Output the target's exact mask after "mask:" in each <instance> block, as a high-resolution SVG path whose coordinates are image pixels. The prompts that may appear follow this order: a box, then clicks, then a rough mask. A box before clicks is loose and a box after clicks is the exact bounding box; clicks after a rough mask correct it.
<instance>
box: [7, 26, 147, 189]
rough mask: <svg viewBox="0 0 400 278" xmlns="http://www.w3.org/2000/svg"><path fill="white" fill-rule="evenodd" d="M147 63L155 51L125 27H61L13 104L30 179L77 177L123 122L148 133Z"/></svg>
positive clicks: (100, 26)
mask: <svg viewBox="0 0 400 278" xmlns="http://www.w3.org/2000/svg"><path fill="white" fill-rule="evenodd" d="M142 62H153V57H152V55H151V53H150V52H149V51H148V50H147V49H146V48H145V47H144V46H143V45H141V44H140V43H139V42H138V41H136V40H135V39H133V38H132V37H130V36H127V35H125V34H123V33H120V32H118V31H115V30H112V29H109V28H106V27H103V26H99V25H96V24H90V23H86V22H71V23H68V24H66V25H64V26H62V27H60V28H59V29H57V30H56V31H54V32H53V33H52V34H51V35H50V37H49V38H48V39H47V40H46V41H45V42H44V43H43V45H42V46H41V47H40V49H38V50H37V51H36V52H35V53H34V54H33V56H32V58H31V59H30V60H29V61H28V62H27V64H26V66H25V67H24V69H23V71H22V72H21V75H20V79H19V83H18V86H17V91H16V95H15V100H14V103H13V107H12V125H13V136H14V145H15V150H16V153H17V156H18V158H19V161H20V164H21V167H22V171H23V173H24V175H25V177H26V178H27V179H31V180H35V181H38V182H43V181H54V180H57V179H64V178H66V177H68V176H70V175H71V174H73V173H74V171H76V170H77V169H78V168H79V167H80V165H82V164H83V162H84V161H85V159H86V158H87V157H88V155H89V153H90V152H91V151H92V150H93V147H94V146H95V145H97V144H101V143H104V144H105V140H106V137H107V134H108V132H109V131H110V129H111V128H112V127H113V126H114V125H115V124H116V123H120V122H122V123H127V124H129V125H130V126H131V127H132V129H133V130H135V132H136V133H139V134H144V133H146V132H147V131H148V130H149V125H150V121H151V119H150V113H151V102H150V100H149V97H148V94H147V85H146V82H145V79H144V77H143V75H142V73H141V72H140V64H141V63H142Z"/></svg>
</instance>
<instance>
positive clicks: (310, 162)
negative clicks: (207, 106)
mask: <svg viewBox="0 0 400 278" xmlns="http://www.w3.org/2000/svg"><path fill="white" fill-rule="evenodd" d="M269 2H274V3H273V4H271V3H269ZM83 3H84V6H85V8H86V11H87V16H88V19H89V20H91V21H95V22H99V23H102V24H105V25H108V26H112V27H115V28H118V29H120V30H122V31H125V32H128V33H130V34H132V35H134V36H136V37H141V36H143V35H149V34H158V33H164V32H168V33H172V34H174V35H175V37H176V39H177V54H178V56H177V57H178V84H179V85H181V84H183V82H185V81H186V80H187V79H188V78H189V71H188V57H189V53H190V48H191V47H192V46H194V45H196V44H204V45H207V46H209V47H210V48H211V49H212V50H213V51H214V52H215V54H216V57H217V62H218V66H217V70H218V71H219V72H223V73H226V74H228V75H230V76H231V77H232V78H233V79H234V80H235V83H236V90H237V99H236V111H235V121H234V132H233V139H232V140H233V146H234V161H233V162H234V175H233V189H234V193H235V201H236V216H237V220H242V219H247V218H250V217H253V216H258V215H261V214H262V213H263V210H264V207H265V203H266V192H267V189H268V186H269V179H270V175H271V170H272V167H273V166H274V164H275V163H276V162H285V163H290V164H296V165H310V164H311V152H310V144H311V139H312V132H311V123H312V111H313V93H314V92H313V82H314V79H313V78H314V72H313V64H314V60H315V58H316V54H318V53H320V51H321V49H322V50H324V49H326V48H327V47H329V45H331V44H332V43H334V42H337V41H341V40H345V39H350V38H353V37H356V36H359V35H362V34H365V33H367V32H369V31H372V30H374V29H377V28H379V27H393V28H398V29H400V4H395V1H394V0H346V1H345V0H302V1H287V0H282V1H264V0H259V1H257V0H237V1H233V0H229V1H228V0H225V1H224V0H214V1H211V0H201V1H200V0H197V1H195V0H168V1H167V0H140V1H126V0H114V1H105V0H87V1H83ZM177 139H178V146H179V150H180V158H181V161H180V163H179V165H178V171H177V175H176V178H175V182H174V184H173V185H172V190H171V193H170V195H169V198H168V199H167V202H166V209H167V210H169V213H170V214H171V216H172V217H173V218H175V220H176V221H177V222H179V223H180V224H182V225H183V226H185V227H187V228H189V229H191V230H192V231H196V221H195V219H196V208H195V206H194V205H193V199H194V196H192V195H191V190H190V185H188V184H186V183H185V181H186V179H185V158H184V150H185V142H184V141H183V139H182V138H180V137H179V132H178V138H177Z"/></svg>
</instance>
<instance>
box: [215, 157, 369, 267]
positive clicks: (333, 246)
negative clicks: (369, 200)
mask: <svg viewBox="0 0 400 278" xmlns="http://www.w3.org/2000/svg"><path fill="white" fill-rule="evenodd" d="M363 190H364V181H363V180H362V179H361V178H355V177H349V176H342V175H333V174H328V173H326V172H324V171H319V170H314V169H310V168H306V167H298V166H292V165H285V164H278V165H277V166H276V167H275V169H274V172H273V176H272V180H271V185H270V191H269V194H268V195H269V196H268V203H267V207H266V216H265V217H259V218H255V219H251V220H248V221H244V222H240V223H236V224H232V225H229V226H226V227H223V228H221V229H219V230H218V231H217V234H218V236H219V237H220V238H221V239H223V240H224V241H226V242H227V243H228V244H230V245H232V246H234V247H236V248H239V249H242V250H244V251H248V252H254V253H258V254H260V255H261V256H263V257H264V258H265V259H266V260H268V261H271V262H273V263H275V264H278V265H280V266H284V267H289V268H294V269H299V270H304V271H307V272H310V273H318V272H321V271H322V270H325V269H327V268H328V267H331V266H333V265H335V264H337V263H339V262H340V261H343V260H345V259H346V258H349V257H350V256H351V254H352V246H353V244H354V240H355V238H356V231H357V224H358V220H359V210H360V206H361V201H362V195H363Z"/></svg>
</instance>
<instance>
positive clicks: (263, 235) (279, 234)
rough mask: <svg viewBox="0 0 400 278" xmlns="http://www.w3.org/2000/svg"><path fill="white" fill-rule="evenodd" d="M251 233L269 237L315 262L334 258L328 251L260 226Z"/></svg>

EXERCISE GOAL: Only the lines from the beginning of the material through the line with "63L155 51L125 27H61L13" should appear in the answer, each copied exactly.

COMPLETED EXERCISE:
Output the target's exact mask after "mask:" in each <instance> block, as a high-resolution SVG path whose coordinates are image pixels. The prompts that may appear follow this order: a box, then clicks, then a rough mask. A box before clicks is loose and a box after clicks is the exact bounding box; clicks after a rough mask correct it.
<instance>
box: [7, 26, 147, 189]
rough mask: <svg viewBox="0 0 400 278" xmlns="http://www.w3.org/2000/svg"><path fill="white" fill-rule="evenodd" d="M147 63L155 51L125 27H61L13 104L30 179L77 177L123 122L148 133Z"/></svg>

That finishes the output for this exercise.